=== WHAT YOU WILL DO ===
Below are records to be output exactly, every one of them.

Stored data entries:
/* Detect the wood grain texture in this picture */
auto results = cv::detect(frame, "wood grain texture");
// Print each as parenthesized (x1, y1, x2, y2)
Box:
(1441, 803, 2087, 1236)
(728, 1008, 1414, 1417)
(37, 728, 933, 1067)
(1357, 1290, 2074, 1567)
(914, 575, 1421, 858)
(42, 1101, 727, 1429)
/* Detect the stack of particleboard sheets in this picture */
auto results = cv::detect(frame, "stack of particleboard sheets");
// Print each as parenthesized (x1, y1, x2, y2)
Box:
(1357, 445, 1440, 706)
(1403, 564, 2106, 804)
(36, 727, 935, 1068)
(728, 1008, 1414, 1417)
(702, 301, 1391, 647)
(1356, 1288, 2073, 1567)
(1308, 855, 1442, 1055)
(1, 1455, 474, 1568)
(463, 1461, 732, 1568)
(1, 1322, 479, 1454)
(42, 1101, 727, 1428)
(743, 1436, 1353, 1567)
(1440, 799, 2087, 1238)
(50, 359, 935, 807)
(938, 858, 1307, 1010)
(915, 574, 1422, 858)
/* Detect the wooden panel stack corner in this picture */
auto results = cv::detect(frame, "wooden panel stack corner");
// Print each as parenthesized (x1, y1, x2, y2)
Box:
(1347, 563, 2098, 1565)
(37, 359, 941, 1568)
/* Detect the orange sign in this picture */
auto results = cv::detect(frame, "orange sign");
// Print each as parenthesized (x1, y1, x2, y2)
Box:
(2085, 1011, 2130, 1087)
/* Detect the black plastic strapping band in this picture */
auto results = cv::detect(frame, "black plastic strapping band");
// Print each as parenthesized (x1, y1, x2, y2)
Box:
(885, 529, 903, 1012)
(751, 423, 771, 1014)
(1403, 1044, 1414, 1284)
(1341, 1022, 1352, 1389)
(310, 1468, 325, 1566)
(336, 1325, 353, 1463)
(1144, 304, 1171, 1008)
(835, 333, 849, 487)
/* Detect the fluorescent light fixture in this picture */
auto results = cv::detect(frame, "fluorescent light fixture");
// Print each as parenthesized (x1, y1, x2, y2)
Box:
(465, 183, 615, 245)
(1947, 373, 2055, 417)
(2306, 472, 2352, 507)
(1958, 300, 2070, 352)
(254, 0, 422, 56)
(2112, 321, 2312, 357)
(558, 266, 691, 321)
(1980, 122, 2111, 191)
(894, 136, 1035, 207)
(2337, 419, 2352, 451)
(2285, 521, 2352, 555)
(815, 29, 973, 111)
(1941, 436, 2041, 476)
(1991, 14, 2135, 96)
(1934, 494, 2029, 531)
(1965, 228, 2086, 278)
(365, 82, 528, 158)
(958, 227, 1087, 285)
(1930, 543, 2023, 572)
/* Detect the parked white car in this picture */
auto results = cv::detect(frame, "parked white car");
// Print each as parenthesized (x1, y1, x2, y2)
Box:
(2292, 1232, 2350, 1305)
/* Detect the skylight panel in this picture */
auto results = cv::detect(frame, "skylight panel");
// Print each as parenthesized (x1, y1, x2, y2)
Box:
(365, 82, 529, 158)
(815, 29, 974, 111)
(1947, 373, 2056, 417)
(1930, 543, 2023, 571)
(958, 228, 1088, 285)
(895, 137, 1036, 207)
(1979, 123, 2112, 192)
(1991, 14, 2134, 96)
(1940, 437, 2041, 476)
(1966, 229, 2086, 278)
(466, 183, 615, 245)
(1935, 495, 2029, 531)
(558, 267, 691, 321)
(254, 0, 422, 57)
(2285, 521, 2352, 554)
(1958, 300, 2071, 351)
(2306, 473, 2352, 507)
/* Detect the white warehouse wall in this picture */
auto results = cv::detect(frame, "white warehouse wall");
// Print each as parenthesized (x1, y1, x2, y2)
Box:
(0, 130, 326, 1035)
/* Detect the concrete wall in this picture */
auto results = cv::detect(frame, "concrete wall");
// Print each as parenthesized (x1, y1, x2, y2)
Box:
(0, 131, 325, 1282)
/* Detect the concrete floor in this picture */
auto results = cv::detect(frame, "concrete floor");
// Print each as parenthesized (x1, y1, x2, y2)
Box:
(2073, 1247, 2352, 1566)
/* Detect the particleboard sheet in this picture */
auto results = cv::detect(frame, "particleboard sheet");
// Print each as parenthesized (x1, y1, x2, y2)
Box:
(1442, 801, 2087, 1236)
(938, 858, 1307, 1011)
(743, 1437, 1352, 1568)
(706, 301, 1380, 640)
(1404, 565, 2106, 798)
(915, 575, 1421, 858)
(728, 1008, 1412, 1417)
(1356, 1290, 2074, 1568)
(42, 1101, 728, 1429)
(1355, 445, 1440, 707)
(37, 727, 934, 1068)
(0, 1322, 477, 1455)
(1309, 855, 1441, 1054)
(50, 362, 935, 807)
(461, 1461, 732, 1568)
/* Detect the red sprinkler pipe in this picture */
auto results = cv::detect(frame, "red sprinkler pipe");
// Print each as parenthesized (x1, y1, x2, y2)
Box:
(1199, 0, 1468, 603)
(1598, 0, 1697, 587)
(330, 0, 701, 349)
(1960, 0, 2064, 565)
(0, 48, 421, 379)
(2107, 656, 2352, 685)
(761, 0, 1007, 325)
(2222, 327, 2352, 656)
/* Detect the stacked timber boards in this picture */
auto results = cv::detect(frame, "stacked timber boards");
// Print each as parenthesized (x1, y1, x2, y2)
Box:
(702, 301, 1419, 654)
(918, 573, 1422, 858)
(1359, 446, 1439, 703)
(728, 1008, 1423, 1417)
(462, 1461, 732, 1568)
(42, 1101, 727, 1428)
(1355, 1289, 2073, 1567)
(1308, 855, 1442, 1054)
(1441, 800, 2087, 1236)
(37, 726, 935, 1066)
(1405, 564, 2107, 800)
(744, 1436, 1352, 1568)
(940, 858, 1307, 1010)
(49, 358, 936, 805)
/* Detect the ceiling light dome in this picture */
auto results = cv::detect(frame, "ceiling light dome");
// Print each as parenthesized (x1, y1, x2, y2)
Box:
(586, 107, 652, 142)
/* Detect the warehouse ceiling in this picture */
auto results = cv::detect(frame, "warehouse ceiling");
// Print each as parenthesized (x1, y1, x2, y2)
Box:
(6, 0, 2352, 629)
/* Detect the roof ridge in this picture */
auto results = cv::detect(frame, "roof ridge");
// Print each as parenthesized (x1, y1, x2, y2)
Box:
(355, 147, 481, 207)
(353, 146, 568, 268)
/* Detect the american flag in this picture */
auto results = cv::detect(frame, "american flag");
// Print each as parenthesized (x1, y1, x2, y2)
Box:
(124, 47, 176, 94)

=== RESULT BELOW ===
/* Detect the wood grain texture in this picture */
auto results = cv::detect(frame, "wood grain texture");
// Print each as parenthesized (x1, y1, x2, y2)
Box:
(1441, 803, 2087, 1236)
(728, 1008, 1414, 1417)
(37, 728, 933, 1067)
(1357, 1290, 2074, 1567)
(914, 575, 1421, 858)
(42, 1101, 727, 1429)
/* Detect the stack of particleboard sheets in this picture */
auto results = cv::detect(frame, "stack of particleboard sheets");
// Print each as parenthesized (x1, y1, x2, y2)
Box:
(1357, 445, 1440, 706)
(1403, 564, 2106, 804)
(36, 727, 935, 1068)
(728, 1008, 1414, 1417)
(702, 301, 1391, 647)
(1356, 1288, 2073, 1567)
(1308, 855, 1442, 1055)
(1, 1455, 474, 1568)
(463, 1461, 732, 1568)
(1, 1322, 479, 1454)
(42, 1101, 727, 1428)
(743, 1436, 1353, 1567)
(1440, 799, 2087, 1238)
(50, 359, 935, 807)
(938, 858, 1307, 1010)
(915, 574, 1422, 858)
/* Detect the wooden panel stack corner in this picture */
auto results = cv::detect(frame, "wooden panel stack corner");
// Print each as parenthesized (x1, y1, x2, y2)
Box:
(1347, 563, 2098, 1565)
(37, 359, 941, 1568)
/* Detect the orange sign in this picture */
auto results = cv::detect(frame, "orange sign");
// Print each as parenthesized (x1, y1, x2, y2)
Box:
(2085, 1011, 2130, 1087)
/* Detect the black plastic strapping band in this picture */
auto results = cv::detect(frame, "black plastic strapping band");
// Print each as parenthesized (x1, y1, x2, y2)
Box:
(885, 529, 903, 1012)
(751, 423, 771, 1014)
(1403, 1044, 1414, 1284)
(1341, 1022, 1352, 1389)
(310, 1468, 325, 1566)
(336, 1325, 353, 1463)
(1144, 304, 1171, 1008)
(835, 333, 849, 487)
/* Detect the fluorescent light fixture in this picture */
auto results = cv::detect(frame, "fluorescent light fixture");
// Print each as parenthesized (x1, y1, x2, y2)
Box:
(465, 183, 615, 245)
(1947, 373, 2055, 417)
(2306, 472, 2352, 507)
(1958, 300, 2070, 352)
(254, 0, 422, 56)
(2112, 321, 2312, 357)
(558, 266, 691, 321)
(1980, 122, 2111, 191)
(894, 136, 1035, 207)
(2337, 419, 2352, 451)
(2285, 521, 2352, 555)
(815, 29, 973, 111)
(1941, 436, 2041, 476)
(1991, 14, 2135, 96)
(1934, 494, 2029, 531)
(1965, 228, 2086, 278)
(365, 82, 528, 158)
(958, 227, 1087, 285)
(1930, 543, 2023, 572)
/* Detect the parked white car in this picture */
auto results = cv::detect(frame, "parked white car");
// Print each as parenthesized (x1, y1, x2, y2)
Box:
(2292, 1232, 2350, 1305)
/* Detect the skylight panel in this picture */
auto results = cv::detect(frame, "skylight panel");
// Print each as parenthesized (x1, y1, x2, y2)
Box:
(365, 82, 529, 158)
(815, 29, 974, 111)
(1947, 373, 2056, 417)
(1930, 543, 2023, 571)
(958, 228, 1088, 285)
(895, 137, 1036, 207)
(1979, 123, 2112, 192)
(1991, 14, 2134, 96)
(1940, 437, 2041, 476)
(1966, 229, 2086, 278)
(466, 183, 615, 245)
(1935, 495, 2029, 531)
(558, 267, 691, 321)
(254, 0, 422, 57)
(2285, 521, 2352, 554)
(1958, 300, 2071, 351)
(2306, 473, 2352, 507)
/* Detect the white warehouse wall in this picture */
auto results = cv::detect(frame, "white warehouse wall");
// Print each as parenthesized (x1, y1, x2, y2)
Box:
(0, 130, 326, 1035)
/* Detect the concrete wall in this picture */
auto results = cv::detect(frame, "concrete wall");
// Print each as parenthesized (x1, y1, x2, y2)
Box:
(0, 131, 325, 1282)
/* Detect the concrete floor in this picture */
auto results = cv::detect(frame, "concrete floor");
// Print each as parenthesized (x1, y1, x2, y2)
Box:
(2073, 1247, 2352, 1566)
/* Detect the particleboard sheet in this picture */
auto results = cv::detect(frame, "particleboard sheet");
// Print each as parenthesized (x1, y1, x2, y2)
Box:
(1442, 801, 2087, 1236)
(938, 858, 1307, 1011)
(743, 1437, 1352, 1568)
(706, 301, 1380, 640)
(1404, 565, 2106, 798)
(915, 575, 1421, 858)
(728, 1008, 1412, 1417)
(1356, 1290, 2074, 1568)
(42, 1101, 728, 1429)
(1355, 445, 1440, 707)
(37, 727, 934, 1068)
(0, 1322, 477, 1455)
(1309, 855, 1441, 1054)
(50, 362, 935, 807)
(461, 1461, 732, 1568)
/* Detect the red sprinkler pipe in this picture */
auto results = cv::detect(frame, "red sprinkler pipe");
// Print each as parenthesized (x1, y1, x2, y2)
Box:
(1199, 0, 1468, 603)
(1598, 0, 1697, 587)
(330, 0, 701, 349)
(1960, 0, 2064, 565)
(0, 48, 421, 379)
(2107, 656, 2352, 685)
(761, 0, 1007, 325)
(2222, 327, 2352, 656)
/* Detect the stacked timber boards in this picture */
auto results = cv::detect(frame, "stacked timber boards");
// Print each as parenthesized (x1, y1, x2, y2)
Box:
(702, 301, 1419, 654)
(918, 573, 1422, 858)
(1359, 446, 1439, 703)
(728, 1008, 1423, 1417)
(462, 1461, 732, 1568)
(42, 1101, 727, 1428)
(1355, 1289, 2073, 1567)
(1308, 855, 1442, 1054)
(1441, 800, 2087, 1236)
(37, 726, 935, 1066)
(1405, 564, 2107, 800)
(744, 1436, 1352, 1568)
(940, 858, 1307, 1010)
(49, 358, 936, 805)
/* Detect the ceiling light dome in this picture */
auto results = cv::detect(frame, "ceiling light dome");
// Print each as parenthesized (x1, y1, x2, y2)
Box:
(586, 107, 652, 142)
/* Detect the warehouse ceiling in this picture */
auto results = cv::detect(frame, "warehouse ceiling");
// Print each as parenthesized (x1, y1, x2, y2)
Box:
(6, 0, 2352, 629)
/* Detect the roof ridge in this picture */
auto results = cv::detect(frame, "roof ridge");
// Print each as parenthesized (x1, y1, x2, y2)
Box:
(355, 147, 481, 207)
(353, 146, 568, 268)
/* Detect the american flag in this picture */
auto results = cv::detect(frame, "american flag");
// Print each as parenthesized (x1, y1, x2, y2)
Box:
(124, 47, 176, 94)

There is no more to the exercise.